• _Required work_:
1. Please reproduce the part of the memoir excerpt between "One of my close" and "at the park.", inclusive.
2. For each statement, say whether it agrees with the memoir excerpt. Answer yes or no and quote the words from the excerpt that decide it.
(a) The factory manager gave his children their first paid work with a packing job on the factory line.
(b) The truck driver drove semitrailers only within one state.
(c) When friends complained about their dads, the narrator usually stayed quiet.

• _Source extract_:

A Day In The Life
/- A chapter from Under the Influence, Reclaiming my Childhood -
I always knew that my dad was an addict, but it took me a while to truly understand the difference between my dad and my friends’ dads. However, as I moved from primary school into high school, the differences became more and more apparent.
One of my close friend’s father was a truck driver who drove semitrailers interstate on a regular basis. I remember this friend complaining about how his father was often not at home for long periods, but when he returned they would go to the football or play at the park.
Another had a dad who was a factory manager. This man would work long hours, but was able to bring a lot of money into the house and therefore provide a comfortable lifestyle for his children. Later on he would also give them their first taste of paid employment with a packing job on the factory line.
Every one of my friends complained about their dad, saying how they hated when he was away. About the long hours he worked and how they could only spend weekends with him. Yet they also bragged and gloated, and would often bring the latest toys to school or say how much they enjoyed going to the game or the latest movie. Typically I remained silent, my complaints wouldn’t have been well received or even understood, and what I had to brag about was pathetic by comparison. I mean, what could I say?
“Yeah Dad’s business has really picked up recently, three new clients! Can you believe it? By the looks of them they will all become regulars, and you know what they say, word of mouth is the key to growth!

• _Supplied entries_:

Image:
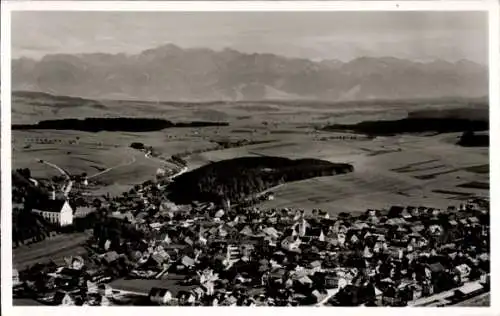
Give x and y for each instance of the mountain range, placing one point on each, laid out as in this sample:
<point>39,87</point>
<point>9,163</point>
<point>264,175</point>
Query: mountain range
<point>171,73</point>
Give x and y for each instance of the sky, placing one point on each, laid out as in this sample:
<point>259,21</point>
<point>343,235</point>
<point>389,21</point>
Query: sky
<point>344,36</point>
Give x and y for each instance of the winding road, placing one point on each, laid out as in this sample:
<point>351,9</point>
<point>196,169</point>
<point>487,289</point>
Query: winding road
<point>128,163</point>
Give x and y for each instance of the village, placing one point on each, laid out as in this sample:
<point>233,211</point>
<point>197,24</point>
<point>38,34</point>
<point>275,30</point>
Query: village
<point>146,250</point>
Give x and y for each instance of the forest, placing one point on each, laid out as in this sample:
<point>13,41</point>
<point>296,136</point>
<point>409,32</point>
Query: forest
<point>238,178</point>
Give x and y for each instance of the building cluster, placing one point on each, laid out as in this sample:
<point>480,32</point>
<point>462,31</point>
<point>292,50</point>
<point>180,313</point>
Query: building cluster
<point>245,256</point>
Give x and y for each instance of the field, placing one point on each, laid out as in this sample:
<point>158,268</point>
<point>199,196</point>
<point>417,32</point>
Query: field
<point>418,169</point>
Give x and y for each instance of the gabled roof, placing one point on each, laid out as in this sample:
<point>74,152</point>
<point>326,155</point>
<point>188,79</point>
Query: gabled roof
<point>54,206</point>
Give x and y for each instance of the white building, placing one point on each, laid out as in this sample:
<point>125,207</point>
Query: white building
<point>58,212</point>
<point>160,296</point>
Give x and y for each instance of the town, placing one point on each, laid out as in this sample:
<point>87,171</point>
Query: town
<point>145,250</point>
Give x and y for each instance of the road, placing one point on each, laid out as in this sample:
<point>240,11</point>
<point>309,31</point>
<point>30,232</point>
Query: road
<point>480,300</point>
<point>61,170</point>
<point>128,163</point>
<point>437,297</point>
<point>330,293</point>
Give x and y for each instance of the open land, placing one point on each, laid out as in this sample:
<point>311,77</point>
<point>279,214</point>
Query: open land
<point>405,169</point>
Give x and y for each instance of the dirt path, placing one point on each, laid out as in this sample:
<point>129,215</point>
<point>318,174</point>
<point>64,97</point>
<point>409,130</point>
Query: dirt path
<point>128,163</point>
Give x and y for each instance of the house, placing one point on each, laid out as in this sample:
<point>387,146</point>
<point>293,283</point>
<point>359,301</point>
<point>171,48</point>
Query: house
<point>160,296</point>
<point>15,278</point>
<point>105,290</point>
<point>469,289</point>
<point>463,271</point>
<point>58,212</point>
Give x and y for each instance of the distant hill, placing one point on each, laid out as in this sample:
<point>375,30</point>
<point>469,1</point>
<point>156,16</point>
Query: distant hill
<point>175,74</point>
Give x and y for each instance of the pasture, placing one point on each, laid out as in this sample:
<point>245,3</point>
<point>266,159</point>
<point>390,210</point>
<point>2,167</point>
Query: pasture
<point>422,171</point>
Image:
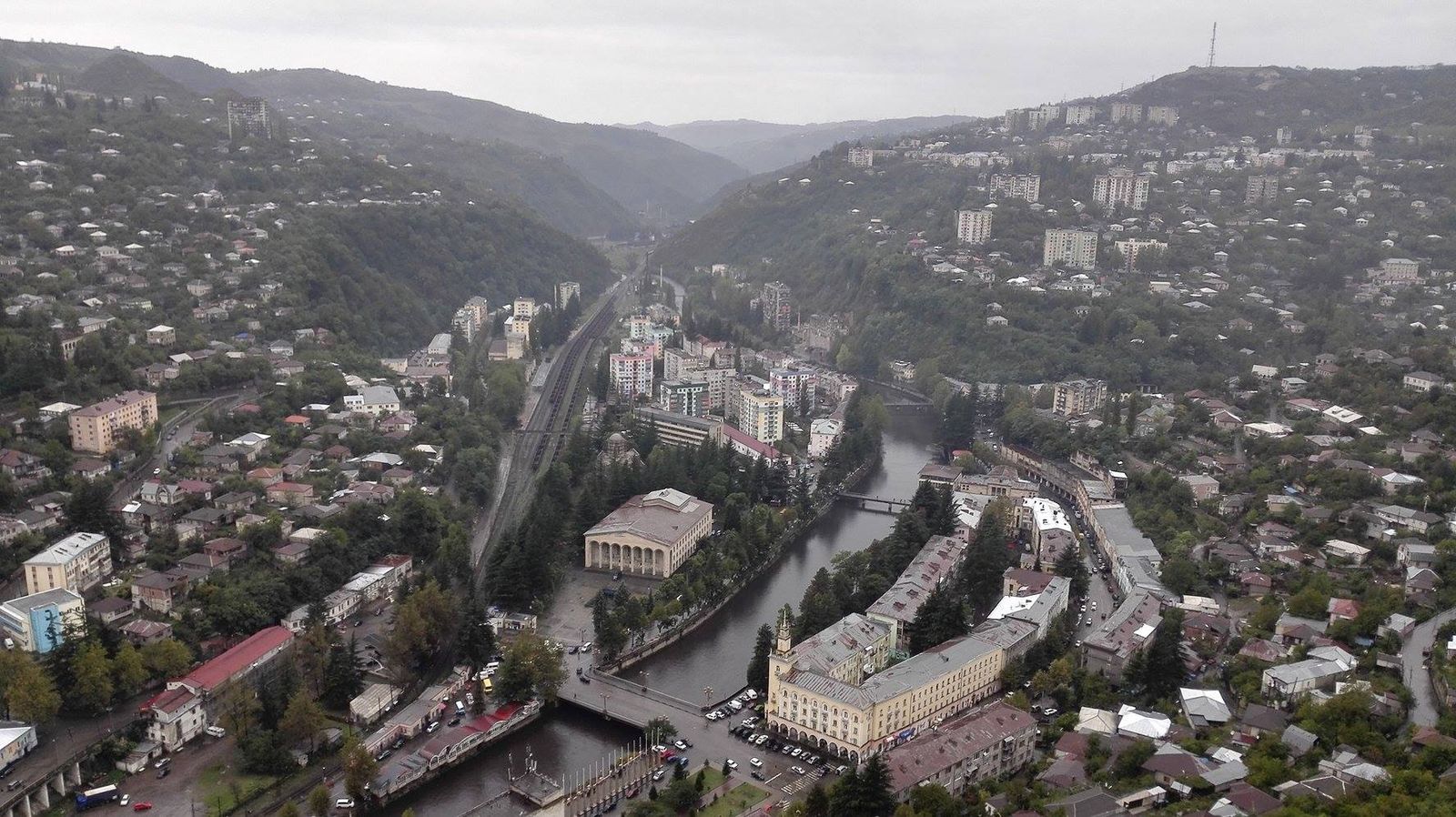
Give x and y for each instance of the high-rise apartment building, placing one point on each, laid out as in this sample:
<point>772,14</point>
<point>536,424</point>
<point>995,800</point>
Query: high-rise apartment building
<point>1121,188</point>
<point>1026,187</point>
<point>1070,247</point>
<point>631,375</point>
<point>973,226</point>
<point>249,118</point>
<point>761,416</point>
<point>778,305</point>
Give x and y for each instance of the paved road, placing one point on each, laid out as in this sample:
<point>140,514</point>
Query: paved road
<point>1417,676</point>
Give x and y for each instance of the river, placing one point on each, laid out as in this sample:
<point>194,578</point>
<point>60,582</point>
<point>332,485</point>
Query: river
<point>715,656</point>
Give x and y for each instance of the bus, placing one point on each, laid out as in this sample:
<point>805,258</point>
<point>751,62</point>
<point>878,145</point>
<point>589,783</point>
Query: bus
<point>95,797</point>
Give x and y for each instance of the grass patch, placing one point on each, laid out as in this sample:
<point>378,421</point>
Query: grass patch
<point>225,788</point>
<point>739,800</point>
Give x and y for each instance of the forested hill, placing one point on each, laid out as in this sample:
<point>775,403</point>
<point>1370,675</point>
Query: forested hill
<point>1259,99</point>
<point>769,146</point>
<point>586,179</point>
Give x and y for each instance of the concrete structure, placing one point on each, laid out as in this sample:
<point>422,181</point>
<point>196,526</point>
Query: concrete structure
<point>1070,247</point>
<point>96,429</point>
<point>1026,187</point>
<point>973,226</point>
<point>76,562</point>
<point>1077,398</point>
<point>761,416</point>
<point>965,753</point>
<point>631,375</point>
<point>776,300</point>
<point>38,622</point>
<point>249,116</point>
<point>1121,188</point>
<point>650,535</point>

--

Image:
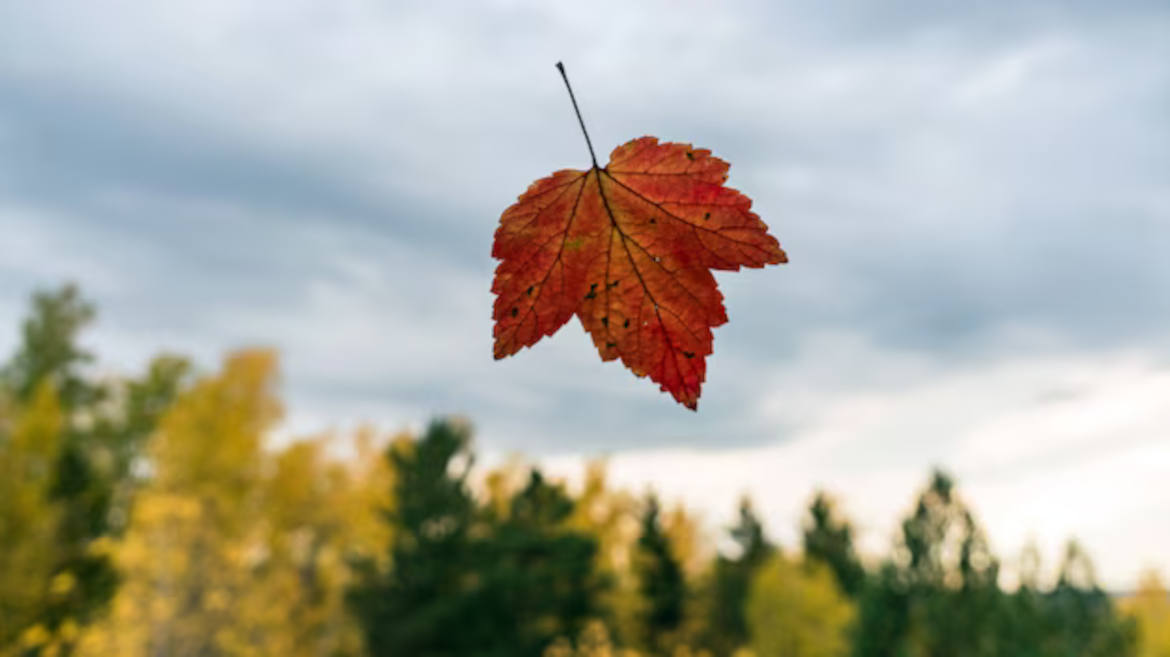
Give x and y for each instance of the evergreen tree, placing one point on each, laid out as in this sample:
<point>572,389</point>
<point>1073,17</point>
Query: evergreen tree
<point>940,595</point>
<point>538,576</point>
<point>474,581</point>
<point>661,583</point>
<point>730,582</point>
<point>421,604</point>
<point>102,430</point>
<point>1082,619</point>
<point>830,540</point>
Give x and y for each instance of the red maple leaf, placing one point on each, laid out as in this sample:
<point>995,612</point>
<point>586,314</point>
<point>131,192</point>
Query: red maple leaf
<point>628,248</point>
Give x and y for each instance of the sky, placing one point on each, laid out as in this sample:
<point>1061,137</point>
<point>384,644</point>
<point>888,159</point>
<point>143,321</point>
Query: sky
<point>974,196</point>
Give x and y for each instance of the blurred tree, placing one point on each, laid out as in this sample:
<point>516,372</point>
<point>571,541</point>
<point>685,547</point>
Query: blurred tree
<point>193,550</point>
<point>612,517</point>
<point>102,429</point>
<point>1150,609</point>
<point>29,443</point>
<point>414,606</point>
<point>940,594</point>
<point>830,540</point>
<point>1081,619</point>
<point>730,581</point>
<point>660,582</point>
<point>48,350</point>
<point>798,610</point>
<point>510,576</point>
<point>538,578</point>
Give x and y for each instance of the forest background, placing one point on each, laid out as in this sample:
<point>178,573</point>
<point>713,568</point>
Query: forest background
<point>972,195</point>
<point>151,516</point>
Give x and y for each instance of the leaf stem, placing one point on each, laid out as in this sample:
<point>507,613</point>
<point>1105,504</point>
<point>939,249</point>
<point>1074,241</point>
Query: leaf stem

• _Results of the exercise_:
1.
One of my close friend’s father was a truck driver who drove semitrailers interstate on a regular basis. I remember this friend complaining about how his father was often not at home for long periods, but when he returned they would go to the football or play at the park.

2.
(a) Yes: "Later on he would also give them their first taste of paid employment with a packing job on the factory line."
(b) No: "drove semitrailers interstate on a regular basis"
(c) Yes: "Typically I remained silent"